WHAT TO DO
Output each entry that follows exactly. Images stay out.

===== DATA RECORDS =====

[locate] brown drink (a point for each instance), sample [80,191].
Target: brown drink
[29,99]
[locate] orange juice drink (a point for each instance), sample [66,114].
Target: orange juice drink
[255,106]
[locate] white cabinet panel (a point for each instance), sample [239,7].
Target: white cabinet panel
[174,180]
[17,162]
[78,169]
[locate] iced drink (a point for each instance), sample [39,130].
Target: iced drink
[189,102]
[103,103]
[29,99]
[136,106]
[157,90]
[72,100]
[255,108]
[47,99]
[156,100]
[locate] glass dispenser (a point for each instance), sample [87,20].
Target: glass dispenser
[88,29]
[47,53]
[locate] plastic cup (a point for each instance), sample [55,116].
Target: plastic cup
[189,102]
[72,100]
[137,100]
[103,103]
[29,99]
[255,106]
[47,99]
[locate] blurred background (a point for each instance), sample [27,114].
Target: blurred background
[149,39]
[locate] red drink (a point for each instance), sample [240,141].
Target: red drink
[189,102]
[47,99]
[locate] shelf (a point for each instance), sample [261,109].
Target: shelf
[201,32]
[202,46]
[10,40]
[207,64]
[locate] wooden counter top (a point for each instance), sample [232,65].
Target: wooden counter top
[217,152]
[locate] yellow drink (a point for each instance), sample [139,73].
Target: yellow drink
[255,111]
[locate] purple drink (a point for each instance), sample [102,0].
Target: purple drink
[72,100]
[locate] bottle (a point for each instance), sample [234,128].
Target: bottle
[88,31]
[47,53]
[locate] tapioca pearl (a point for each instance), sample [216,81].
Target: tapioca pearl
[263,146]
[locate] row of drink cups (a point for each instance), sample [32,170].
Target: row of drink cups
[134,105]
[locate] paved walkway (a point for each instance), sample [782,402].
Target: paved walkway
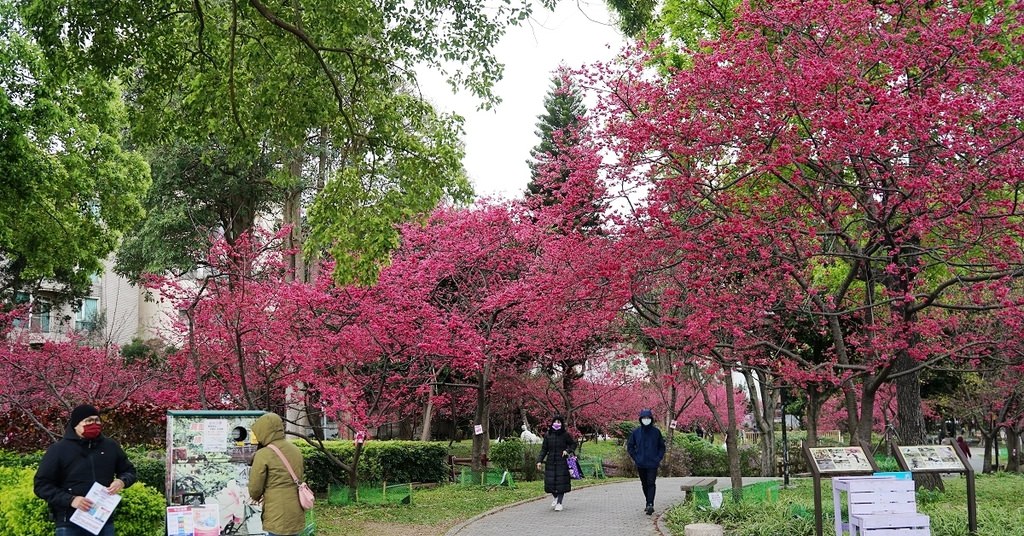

=====

TASK OUTPUT
[locate] brown drink (a point for each instance), sample [80,191].
Target: brown drink
[29,99]
[locate] orange juice drink (a point for each instance), sample [66,114].
Target: orange juice drink
[255,106]
[locate] white cabinet panel (a point for each instance), sample [239,7].
Target: white cabinet panel
[174,180]
[17,162]
[78,169]
[locate] iced drink (a point for each instance), sample [39,130].
Target: iced drink
[189,102]
[103,103]
[29,99]
[136,106]
[157,90]
[72,100]
[255,108]
[47,99]
[156,100]
[locate] glass dispenser (a point for each instance), sample [87,20].
Target: glass dispenser
[88,29]
[47,53]
[locate] plastic cup (a point for each instance), sample [55,116].
Target: plastic cup
[189,102]
[72,100]
[137,100]
[103,103]
[29,99]
[255,106]
[47,99]
[locate] blurred background (a point for each instance), sample [27,114].
Target: blurred background
[149,39]
[locate] red drink (a point for each instance), sample [240,141].
Target: red drink
[189,102]
[47,99]
[locate] shelf (a point for each instance), sample [261,109].
Target: shelf
[201,32]
[202,46]
[10,40]
[207,64]
[locate] wooden counter top (a point for each instance), sample [232,65].
Target: wooden counter top
[217,152]
[locate] yellow drink (a point for each instance), sample [139,73].
Target: yellow drink
[255,111]
[locate] purple drink (a point for each instance), sample [102,0].
Target: purple drink
[72,100]
[locate] bottle (a point for each instance), sample [234,128].
Target: bottle
[88,31]
[47,53]
[locate] tapioca pearl (a point for each instance), sample [216,81].
Target: tapioca pearl
[263,146]
[locate] row of drink cups (a point for each instance), sample [32,170].
Target: row of drink cups
[134,105]
[locate] paved walkway (a point for each instance), sample [782,402].
Target: paved walkway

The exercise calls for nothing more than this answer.